Write out each line beneath this one exactly as it reads.

· · · · ·

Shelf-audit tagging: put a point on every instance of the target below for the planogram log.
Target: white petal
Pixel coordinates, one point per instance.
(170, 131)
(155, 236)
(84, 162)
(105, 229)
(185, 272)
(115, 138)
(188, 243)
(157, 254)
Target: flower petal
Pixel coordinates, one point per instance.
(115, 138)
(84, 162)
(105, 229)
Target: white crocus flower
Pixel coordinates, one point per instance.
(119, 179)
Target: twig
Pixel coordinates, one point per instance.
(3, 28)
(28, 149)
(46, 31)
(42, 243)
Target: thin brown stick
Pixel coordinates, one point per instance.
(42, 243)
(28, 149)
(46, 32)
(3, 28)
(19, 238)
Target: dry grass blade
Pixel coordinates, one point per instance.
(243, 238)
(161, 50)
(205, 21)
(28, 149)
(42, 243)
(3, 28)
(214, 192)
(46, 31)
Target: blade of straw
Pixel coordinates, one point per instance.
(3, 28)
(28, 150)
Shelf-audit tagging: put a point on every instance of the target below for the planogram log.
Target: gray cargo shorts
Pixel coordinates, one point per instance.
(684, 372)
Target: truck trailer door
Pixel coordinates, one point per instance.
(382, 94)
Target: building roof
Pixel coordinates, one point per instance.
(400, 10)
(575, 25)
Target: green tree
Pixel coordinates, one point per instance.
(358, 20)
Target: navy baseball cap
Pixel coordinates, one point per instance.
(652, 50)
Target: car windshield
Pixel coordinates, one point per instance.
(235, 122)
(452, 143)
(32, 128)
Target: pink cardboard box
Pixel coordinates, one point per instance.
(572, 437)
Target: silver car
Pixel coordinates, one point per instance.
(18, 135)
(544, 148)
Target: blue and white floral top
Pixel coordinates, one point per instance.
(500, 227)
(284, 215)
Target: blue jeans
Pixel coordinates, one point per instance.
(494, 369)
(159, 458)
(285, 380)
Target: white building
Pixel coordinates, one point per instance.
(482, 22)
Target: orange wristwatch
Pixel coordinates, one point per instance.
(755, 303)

· · · · ·

ANSWER BELOW:
Shelf-audit tagging: put a point on every instance of the target below for the planogram log.
Target: white petal
Pixel coordinates, one point per instance.
(170, 131)
(155, 236)
(84, 162)
(105, 229)
(185, 272)
(115, 138)
(188, 243)
(157, 254)
Target: flower petal
Pixel coordinates, one point per instance.
(115, 138)
(84, 162)
(105, 229)
Target: white crocus flower
Pixel coordinates, one point per instance.
(119, 179)
Target: twig
Pixel coordinates, one point per instance.
(3, 28)
(28, 149)
(46, 31)
(42, 243)
Target: thin brown stick
Pixel coordinates, one point per instance.
(42, 243)
(28, 149)
(46, 32)
(3, 28)
(19, 238)
Target: dry grass blade
Pixel coordinates, one point per instance.
(243, 238)
(161, 50)
(205, 21)
(28, 149)
(42, 243)
(3, 28)
(214, 192)
(46, 31)
Target: blade of straw
Pixel coordinates, one point per instance.
(3, 28)
(28, 150)
Shelf-audit tagging: put a point on every instance of the target below for the planogram log.
Target: gray cargo shorts
Pixel coordinates, one point per instance.
(684, 372)
Target: truck trailer door
Pixel coordinates, one point per instance.
(382, 94)
Target: building roof
Pixel coordinates, one point per instance.
(400, 10)
(575, 25)
Target: green tree
Pixel coordinates, one point per instance.
(358, 20)
Target: navy baseball cap
Pixel coordinates, one point per instance.
(652, 50)
Target: car windshield
Pixel coordinates, one point per instance.
(235, 122)
(452, 143)
(32, 128)
Target: pink cardboard box
Pixel coordinates, one point per instance.
(572, 437)
Target: silver car
Pixel coordinates, one point per instance.
(18, 135)
(544, 148)
Target: blue and white floral top
Pixel coordinates, one point per instance.
(500, 227)
(284, 215)
Target: blue jeans
Pixel coordinates, one point per instance.
(494, 369)
(159, 458)
(285, 380)
Target: white building
Pixel coordinates, one point per instance.
(482, 22)
Target: orange wristwatch
Pixel coordinates, one point per instance.
(755, 303)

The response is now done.